WHAT THE EXERCISE ASKS>
Copy out all lines of the records in which the word "hood" appears.
BEGIN SOURCE INFORMATION
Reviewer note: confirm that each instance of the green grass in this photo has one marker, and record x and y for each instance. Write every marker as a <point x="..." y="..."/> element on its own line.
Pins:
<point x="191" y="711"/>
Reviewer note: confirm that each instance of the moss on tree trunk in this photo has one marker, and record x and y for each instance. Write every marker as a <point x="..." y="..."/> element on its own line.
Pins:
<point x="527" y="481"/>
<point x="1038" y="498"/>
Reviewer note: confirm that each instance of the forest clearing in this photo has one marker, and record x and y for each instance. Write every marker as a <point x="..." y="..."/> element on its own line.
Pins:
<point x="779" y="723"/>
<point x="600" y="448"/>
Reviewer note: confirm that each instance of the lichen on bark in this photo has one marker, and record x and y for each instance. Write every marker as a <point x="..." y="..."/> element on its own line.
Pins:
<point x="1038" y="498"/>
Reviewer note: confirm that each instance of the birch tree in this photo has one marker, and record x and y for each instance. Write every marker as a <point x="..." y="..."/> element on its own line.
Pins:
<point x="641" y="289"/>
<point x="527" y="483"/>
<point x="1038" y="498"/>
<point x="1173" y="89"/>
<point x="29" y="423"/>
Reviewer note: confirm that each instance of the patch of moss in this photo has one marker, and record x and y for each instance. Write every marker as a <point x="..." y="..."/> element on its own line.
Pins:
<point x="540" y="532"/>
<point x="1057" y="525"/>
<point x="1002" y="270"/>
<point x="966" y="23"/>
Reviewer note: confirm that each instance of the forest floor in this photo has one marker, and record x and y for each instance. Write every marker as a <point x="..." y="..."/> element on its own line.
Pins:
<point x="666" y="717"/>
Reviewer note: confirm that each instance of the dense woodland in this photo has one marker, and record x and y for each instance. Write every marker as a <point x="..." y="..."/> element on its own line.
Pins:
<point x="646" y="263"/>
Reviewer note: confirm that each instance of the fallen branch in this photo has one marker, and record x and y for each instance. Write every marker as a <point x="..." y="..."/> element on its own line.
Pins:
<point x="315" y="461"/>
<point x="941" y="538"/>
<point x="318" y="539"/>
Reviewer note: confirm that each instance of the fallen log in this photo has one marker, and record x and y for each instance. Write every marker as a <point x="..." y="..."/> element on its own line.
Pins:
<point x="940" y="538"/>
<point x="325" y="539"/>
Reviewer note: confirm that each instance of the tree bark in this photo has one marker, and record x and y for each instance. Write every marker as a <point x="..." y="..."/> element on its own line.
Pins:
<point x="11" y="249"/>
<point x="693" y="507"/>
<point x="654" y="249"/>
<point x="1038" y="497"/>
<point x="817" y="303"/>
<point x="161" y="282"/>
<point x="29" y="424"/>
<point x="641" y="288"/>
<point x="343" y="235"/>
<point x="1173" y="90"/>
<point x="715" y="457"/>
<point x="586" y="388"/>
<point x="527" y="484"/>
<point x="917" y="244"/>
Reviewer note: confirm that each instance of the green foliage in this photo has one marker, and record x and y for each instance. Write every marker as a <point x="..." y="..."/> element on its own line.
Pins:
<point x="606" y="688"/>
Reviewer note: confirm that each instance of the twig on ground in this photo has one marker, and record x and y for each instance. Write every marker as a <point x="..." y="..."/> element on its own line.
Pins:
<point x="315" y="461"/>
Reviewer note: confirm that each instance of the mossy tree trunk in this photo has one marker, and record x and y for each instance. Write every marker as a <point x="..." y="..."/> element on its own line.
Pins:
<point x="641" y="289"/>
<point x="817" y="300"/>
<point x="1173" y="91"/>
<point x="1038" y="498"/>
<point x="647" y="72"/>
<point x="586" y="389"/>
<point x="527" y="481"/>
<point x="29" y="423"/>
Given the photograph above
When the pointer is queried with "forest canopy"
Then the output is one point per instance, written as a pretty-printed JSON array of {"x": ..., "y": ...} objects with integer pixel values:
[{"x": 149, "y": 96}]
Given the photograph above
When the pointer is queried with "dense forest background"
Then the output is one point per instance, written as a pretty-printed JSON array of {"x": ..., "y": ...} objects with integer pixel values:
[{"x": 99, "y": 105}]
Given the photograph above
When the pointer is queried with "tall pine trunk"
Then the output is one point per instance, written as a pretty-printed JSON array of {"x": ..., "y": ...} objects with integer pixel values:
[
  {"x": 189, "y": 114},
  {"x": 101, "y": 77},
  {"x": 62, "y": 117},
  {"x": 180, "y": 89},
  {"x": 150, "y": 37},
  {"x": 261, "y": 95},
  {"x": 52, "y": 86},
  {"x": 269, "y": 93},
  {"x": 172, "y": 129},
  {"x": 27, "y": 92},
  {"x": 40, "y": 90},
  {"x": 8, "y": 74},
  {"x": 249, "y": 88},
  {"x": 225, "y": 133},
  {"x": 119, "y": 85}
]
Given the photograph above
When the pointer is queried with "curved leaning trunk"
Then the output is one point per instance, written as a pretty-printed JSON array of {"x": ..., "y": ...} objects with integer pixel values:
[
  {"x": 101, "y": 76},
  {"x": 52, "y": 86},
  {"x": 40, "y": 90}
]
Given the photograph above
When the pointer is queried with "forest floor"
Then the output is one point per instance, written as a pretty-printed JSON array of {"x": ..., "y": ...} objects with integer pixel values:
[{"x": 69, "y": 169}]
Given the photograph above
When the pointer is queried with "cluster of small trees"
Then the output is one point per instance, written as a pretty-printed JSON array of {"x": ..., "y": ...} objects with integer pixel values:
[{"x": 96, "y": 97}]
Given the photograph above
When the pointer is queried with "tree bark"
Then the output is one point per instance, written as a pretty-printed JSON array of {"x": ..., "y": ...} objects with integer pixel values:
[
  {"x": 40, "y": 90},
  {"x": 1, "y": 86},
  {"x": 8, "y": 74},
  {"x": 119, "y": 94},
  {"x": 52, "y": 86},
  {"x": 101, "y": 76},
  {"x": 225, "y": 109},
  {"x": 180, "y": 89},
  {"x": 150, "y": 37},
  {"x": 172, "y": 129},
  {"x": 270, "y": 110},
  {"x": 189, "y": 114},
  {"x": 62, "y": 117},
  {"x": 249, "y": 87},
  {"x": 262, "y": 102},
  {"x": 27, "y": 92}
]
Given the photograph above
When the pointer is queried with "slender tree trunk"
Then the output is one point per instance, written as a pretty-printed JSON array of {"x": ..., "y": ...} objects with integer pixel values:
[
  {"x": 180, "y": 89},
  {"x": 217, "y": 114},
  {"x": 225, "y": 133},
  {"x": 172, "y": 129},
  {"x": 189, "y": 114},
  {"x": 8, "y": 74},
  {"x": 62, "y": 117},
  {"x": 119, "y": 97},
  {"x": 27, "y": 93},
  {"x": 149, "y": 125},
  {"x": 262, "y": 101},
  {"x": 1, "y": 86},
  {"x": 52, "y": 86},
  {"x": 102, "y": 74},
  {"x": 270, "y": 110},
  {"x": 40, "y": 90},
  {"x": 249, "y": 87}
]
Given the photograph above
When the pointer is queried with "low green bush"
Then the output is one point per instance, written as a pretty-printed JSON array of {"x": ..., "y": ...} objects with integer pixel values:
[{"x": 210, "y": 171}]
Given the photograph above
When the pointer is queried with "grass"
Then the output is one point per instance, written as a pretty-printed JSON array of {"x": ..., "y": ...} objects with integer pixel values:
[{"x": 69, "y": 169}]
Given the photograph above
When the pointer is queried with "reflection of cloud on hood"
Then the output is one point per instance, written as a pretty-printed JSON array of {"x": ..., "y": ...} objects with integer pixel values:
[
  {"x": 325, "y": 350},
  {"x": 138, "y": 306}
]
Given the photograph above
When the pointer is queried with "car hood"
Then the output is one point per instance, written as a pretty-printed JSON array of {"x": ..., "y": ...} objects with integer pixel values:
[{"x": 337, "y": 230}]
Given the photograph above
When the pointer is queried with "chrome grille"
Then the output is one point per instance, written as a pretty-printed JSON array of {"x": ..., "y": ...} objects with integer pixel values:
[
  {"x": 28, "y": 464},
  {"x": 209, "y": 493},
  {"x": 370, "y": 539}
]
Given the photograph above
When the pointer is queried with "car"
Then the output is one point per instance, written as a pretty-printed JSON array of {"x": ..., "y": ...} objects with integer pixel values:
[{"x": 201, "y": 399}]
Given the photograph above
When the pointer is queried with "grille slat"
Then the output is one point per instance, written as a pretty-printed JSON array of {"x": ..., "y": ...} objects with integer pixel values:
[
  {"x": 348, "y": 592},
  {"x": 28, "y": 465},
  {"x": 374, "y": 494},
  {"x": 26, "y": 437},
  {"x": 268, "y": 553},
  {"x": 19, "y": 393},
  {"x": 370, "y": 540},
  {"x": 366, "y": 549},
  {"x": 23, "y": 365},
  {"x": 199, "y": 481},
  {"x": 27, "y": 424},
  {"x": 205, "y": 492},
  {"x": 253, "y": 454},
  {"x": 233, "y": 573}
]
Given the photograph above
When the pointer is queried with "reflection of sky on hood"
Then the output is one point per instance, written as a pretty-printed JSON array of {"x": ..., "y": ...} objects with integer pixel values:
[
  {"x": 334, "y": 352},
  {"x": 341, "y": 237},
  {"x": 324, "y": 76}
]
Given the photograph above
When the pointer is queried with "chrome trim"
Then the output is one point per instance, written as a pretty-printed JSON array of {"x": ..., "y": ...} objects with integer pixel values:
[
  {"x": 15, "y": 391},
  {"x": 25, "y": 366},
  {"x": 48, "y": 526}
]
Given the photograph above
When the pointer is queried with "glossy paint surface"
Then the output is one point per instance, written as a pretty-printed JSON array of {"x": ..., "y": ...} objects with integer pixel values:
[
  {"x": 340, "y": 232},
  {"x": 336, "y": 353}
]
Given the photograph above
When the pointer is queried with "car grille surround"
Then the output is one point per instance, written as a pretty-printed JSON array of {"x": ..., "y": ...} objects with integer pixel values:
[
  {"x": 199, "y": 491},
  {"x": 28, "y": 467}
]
END SOURCE INFORMATION
FINISHED EXERCISE>
When the pointer is queried with "reflection of cloud on hood"
When the pointer is queried with "car hood"
When the pointer is queried with "reflection of sky on hood"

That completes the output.